> Exercise prompt:
Please rewrite every line of the entries from the line containing "river water, each" through the end of the entries, adding -18 to each x and y coordinate given as an answer. Leave the numbers on all other lines unchanged.

Object point labels:
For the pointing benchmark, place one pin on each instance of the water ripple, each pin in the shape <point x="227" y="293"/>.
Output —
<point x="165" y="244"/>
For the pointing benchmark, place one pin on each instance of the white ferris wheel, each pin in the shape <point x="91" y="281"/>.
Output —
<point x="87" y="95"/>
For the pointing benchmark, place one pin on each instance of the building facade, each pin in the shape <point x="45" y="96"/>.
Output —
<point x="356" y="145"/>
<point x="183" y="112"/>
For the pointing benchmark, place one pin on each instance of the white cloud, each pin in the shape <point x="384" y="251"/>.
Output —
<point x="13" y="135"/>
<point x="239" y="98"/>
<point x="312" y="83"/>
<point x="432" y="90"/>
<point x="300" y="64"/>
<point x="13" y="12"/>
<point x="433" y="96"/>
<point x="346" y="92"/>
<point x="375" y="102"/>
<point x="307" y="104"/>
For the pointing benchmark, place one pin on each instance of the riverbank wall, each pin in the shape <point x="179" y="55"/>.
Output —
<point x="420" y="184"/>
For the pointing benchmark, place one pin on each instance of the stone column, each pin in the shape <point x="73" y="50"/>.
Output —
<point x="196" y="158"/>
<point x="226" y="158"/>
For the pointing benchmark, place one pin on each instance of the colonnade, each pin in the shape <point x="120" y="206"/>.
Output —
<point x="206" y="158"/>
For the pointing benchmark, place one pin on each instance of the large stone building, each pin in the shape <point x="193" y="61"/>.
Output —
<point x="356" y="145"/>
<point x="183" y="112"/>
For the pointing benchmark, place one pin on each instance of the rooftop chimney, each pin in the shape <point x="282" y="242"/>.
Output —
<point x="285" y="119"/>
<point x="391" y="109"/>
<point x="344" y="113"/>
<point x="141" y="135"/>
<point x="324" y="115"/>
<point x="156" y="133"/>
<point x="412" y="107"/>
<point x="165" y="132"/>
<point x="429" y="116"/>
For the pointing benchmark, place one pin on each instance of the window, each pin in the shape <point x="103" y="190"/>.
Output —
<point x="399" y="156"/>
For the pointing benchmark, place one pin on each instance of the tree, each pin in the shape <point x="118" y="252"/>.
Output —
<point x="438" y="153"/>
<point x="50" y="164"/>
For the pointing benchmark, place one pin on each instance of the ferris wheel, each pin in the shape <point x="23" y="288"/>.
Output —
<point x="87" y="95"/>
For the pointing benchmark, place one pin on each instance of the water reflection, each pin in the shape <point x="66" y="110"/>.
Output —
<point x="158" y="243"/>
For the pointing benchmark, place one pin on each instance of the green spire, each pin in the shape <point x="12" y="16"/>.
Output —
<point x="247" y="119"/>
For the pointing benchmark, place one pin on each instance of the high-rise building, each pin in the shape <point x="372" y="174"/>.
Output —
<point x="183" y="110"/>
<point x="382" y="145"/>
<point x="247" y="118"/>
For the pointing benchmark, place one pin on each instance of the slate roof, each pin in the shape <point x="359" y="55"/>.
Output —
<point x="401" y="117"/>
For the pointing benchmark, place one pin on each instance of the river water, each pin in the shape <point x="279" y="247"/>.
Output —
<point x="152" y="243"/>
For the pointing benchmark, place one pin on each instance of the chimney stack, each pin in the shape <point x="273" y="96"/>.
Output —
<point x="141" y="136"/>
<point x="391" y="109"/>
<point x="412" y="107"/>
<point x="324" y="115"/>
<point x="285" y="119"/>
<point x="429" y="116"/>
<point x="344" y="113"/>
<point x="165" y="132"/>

> Result of this task:
For the pointing benchmark, place one pin on each instance of the river water, each pin in the shape <point x="279" y="247"/>.
Output —
<point x="134" y="225"/>
For the pointing benchmark, place one pin on each instance of the chimney stack, each pin in the shape <point x="273" y="96"/>.
Output —
<point x="123" y="118"/>
<point x="373" y="91"/>
<point x="394" y="89"/>
<point x="306" y="97"/>
<point x="267" y="101"/>
<point x="411" y="98"/>
<point x="326" y="95"/>
<point x="147" y="114"/>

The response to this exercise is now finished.